Report on Etna (Italy) — 27 June-3 July 2001
Smithsonian / US Geological Survey Weekly Volcanic Activity Report, 27 June-3 July 2001
Managing Editor: Gari Mayberry
Please cite this report as:
Global Volcanism Program, 2001. Report on Etna (Italy). In: Mayberry, G (ed.), Weekly Volcanic Activity Report, 27 June-3 July 2001. Smithsonian Institution and US Geological Survey.
37.748°N, 14.999°E; summit elev. 3295 m
All times are local (unless otherwise noted)
An eruptive episode began on the evening of 27 June at the NNE vent on Southeast Crater. The episode began with lava flowing from the NNE vent and was followed by Strombolian activity at the NNE vent and the summit. Volcanic material was ejected to a maximum height of 400 m. No sustained lava fountains developed. The Toulouse VAAC reported that Sistema Poseidon's Etna webcam recorded renewed volcanic activity on 28 June at 0030 and associated steam and ash that did not rise far above the summit. The eleventh eruptive episode in one month began on 30 June. Inclement weather inhibited visual observations, but during a break in cloud cover around 0400 mild Strombolian activity was observed. Seismic data revealed that the episode ended around 1600. On 3 July increased degassing was observed at Northeast Crater.

◆ Parts of the exercise
(A) Decide whether each statement agrees with the Etna report, answering yes or no and quoting the words that settle it: (i) volcanic material was thrown as high as 400 m; (ii) sustained lava fountains formed; (iii) seismic data showed the episode that began on 30 June ended around 0400.
(B) Rewrite the part of the Etna report that opens with the words containing "Report on Etna (Italy) —" and closes with "(unless otherwise noted)", changing "Etna" to "Mount Etna".
(C) Please extend the Etna report, picking up after its final sentence.
The records have no connection to the Etna report.

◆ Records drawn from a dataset
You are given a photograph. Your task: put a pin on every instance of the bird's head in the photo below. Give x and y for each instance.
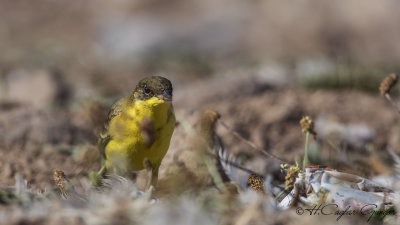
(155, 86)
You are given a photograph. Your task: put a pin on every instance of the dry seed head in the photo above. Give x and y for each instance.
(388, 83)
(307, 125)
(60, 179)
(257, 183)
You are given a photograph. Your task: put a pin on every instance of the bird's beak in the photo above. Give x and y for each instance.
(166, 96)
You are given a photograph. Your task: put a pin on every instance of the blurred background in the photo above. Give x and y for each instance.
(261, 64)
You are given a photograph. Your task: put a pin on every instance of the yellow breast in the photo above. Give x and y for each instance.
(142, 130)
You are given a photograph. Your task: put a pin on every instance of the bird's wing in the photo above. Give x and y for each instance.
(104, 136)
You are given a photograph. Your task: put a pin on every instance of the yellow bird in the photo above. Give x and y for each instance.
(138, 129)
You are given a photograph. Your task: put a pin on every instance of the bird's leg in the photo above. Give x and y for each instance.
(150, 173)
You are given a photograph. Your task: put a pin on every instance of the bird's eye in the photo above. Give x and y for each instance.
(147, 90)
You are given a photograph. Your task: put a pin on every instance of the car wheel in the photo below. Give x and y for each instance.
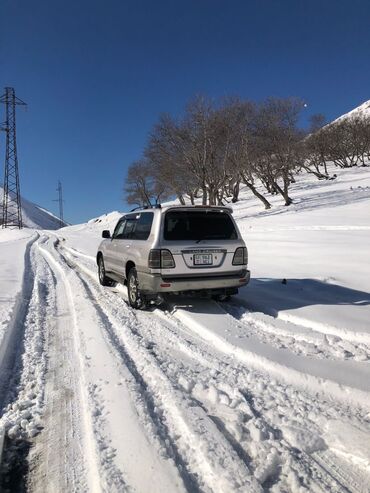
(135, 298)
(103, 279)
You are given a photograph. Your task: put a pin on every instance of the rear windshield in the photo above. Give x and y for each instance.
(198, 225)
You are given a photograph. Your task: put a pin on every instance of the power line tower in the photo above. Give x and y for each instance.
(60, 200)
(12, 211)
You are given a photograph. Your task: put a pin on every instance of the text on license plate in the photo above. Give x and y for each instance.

◆ Expected responses
(A)
(i) Yes: "Volcanic material was ejected to a maximum height of 400 m."
(ii) No: "No sustained lava fountains developed."
(iii) No: "Seismic data revealed that the episode ended around 1600."

(B)
Report on Mount Etna (Italy) — 27 June-3 July 2001
Smithsonian / US Geological Survey Weekly Volcanic Activity Report, 27 June-3 July 2001
Managing Editor: Gari Mayberry
Please cite this report as:
Global Volcanism Program, 2001. Report on Mount Etna (Italy). In: Mayberry, G (ed.), Weekly Volcanic Activity Report, 27 June-3 July 2001. Smithsonian Institution and US Geological Survey.
37.748°N, 14.999°E; summit elev. 3295 m
All times are local (unless otherwise noted)

(C)
Geologic Background. Mount Etna, towering above Catania, Sicily's second largest city, has one of the world's longest documented records of historical volcanism, dating back to 1500 BCE. Historical lava flows of basaltic composition cover much of the surface of this massive volcano, whose edifice is the highest and most voluminous in Italy. The Mongibello stratovolcano, truncated by several small calderas, was constructed during the late Pleistocene and Holocene over an older shield volcano. The most prominent morphological feature of Etna is the Valle del Bove, a 5 x 10 km horseshoe-shaped caldera open to the east. Two styles of eruptive activity typically occur, sometimes simultaneously. Persistent explosive eruptions, sometimes with minor lava emissions, take place from one or more summit craters. Flank vents, typically with higher effusion rates, are less frequently active and originate from fissures that open progressively downward from near the summit (usually accompanied by Strombolian eruptions at the upper end). Cinder cones are commonly constructed over the vents of lower-flank lava flows. Lava flows extend to the foot of the volcano on all sides and have reached the sea over a broad area on the SE flank.